→ Excerpt provided:
India’s current account deficit went up to 1.1 percent of GDP in the April-June quarter from only 0.2 percent of GDP in the previous quarter, i.e., January-March 2023. This 1.1 percent is also higher than most economists’ estimates which ranged between 0.8 percent and 0.9 percent of GDP.
Now CAD at 1.1 percent of GDP is not worrisome at all. But what is troubling is the reason why the deficit has gone up – a fall in services exports! This unexpected fall raises questions about the future growth of India’s services exports and the plentiful jobs this sector has been creating.
India’s services exports for the longest time have been its software exports. But since Covid, non-software services exports have been growing steadily, rising quarter after quarter for 12 consecutive quarters from April-June 2020 to January-March 2023. But in the April-June quarter of 2023, this export number fell for the first time in 13 quarters.
Business Services Exports
This non-software services export has been India’s new-found trump card since Covid. The pandemic taught offices all around the world that most middle office jobs -like audit, compliance, analytics, and even HR can be done from home. And if it can be done remotely from within the US, why not get it done remotely from India at one-tenth the cost or less? This started the tide of Western companies outsourcing their middle office to India. In the first half of 2023, 18 companies including Blackberry, Cockroach Labs, CyberArk, Truecaller, Berry Global, Greenlight and Lloyds Banking Group set up Global capability Centres in India, while other biggies like Citibank, Deutsche, and Natwest, expanded hiring for their GCCs already set up a couple of years ago. Nasscom’s July report said 1580 GCCs have been set up in India employing 1.66 million people. Besides, the big 4- EY, Deloitte, PWC and KPMG - have hired close to 250,000 people to do similar middle-office work for US and British companies. Lesser-known firms in Ahmedabad, Jaipur, Lucknow, Bengaluru, Chennai, Kochi, and Mysuru have also been hiring armies of CAs, auditors, lawyers and such other personnel to do middle-office work for foreign companies. So much so the non-software services exports have doubled from $11 billion in the quarter of June 2020 to $22 billion in the quarter ended March 31.

→ Questions on the material:
1. List the cities where the passage on India's current account deficit says lesser-known firms have been hiring staff for middle-office work for foreign companies.
2. Reproduce everything from "India’s current account" down to "has been creating." in the passage on India's current account deficit, without any changes.
3. According to the passage on India's current account deficit, how many Global Capability Centres had been set up in India by the time of Nasscom's July report?
The collected data entries that come next are not needed for any of this work.

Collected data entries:
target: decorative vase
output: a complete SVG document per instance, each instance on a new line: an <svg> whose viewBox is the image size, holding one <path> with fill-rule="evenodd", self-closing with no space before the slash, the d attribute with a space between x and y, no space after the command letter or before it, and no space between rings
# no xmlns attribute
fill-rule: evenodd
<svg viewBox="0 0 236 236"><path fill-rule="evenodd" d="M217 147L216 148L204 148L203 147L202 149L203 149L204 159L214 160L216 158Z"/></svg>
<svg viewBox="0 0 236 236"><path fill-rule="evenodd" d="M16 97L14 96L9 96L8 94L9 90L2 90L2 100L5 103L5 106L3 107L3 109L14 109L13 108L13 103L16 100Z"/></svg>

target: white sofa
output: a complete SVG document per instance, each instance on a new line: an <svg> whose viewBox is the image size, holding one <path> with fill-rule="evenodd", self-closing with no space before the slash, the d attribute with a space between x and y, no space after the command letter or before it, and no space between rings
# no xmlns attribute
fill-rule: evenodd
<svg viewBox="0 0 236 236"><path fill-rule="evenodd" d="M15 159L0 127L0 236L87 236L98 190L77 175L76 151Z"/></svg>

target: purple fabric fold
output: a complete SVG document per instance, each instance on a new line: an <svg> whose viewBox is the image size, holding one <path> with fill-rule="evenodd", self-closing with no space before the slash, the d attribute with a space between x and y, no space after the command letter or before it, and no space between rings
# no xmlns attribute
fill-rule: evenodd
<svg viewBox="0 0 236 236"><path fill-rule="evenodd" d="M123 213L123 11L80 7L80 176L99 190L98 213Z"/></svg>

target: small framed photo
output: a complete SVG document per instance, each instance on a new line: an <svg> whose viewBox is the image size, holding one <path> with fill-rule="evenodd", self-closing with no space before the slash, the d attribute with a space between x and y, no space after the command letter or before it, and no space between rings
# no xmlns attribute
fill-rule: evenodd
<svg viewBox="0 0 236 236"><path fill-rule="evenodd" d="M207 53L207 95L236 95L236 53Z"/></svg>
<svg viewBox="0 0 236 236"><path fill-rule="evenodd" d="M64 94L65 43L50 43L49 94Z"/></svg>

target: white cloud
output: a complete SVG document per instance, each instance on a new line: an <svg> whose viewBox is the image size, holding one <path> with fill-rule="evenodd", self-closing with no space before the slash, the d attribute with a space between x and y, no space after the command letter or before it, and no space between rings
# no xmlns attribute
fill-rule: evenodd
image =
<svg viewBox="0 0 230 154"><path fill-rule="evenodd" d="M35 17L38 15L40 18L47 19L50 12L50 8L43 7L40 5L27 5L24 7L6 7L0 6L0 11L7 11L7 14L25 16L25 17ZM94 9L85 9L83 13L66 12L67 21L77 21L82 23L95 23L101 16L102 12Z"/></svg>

* * *

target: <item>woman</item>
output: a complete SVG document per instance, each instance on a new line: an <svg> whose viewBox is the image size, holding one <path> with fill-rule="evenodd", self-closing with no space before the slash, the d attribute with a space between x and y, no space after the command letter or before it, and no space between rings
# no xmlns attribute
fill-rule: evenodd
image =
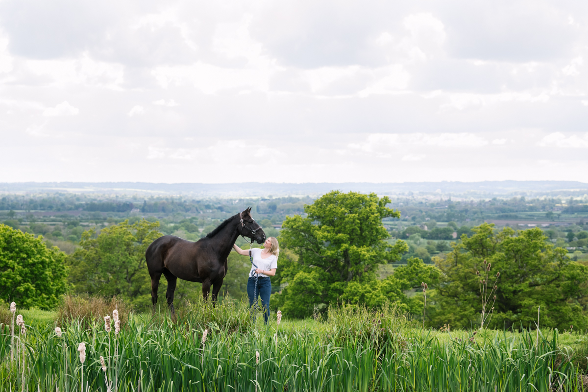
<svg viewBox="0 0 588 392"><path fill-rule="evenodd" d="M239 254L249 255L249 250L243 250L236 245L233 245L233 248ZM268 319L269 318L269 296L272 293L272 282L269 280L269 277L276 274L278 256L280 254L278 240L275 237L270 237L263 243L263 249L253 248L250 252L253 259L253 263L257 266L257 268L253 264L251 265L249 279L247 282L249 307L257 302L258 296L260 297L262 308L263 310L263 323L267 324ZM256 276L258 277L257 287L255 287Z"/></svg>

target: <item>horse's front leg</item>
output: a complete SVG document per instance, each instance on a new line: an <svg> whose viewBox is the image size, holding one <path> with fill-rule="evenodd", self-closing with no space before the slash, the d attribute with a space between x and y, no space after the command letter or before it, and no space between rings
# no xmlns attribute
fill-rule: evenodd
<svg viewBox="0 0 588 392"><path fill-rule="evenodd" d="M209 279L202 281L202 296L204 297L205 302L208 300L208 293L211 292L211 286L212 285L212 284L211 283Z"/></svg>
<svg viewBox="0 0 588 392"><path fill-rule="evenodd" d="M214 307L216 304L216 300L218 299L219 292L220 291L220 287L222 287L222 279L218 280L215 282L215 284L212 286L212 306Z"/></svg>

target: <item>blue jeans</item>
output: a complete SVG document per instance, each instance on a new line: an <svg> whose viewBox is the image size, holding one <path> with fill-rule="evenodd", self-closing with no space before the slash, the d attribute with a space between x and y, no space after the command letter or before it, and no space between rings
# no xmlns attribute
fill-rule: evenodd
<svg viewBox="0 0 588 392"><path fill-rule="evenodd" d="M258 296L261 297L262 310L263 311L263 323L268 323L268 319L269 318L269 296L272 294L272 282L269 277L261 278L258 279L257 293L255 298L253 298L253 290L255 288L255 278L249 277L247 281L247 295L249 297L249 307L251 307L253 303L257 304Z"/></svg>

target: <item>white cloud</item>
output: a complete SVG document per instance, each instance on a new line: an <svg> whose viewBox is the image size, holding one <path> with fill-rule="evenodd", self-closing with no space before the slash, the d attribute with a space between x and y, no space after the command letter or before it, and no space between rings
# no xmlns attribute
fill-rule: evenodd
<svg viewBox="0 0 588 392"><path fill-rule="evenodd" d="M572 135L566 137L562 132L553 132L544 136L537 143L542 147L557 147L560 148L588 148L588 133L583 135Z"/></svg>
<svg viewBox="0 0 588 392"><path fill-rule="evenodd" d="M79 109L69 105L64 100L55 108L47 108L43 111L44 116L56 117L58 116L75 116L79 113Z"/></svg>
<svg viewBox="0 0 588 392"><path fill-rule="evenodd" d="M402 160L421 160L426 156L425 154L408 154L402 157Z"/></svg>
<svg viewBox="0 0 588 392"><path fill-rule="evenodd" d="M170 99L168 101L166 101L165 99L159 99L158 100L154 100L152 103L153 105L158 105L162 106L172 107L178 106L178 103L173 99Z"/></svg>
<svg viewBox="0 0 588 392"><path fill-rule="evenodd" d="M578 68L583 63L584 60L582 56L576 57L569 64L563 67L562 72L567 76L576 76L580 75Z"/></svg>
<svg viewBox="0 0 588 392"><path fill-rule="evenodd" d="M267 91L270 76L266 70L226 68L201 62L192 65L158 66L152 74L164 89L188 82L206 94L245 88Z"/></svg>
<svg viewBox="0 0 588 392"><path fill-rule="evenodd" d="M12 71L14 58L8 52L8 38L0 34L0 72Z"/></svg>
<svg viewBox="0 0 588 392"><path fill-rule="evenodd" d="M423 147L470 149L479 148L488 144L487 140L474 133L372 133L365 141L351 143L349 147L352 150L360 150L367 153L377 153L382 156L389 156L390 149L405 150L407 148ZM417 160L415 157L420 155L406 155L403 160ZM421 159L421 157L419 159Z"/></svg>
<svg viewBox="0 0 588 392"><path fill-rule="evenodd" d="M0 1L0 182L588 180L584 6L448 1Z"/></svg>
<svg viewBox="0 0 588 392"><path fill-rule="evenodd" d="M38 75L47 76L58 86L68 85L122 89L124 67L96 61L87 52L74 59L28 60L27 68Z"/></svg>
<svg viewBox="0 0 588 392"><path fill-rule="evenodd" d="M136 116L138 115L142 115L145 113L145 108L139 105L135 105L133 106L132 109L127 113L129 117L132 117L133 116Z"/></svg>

→ Responses per task:
1. Ahmedabad, Jaipur, Lucknow, Bengaluru, Chennai, Kochi, Mysuru

2.
India’s current account deficit went up to 1.1 percent of GDP in the April-June quarter from only 0.2 percent of GDP in the previous quarter, i.e., January-March 2023. This 1.1 percent is also higher than most economists’ estimates which ranged between 0.8 percent and 0.9 percent of GDP.
Now CAD at 1.1 percent of GDP is not worrisome at all. But what is troubling is the reason why the deficit has gone up – a fall in services exports! This unexpected fall raises questions about the future growth of India’s services exports and the plentiful jobs this sector has been creating.

3. 1580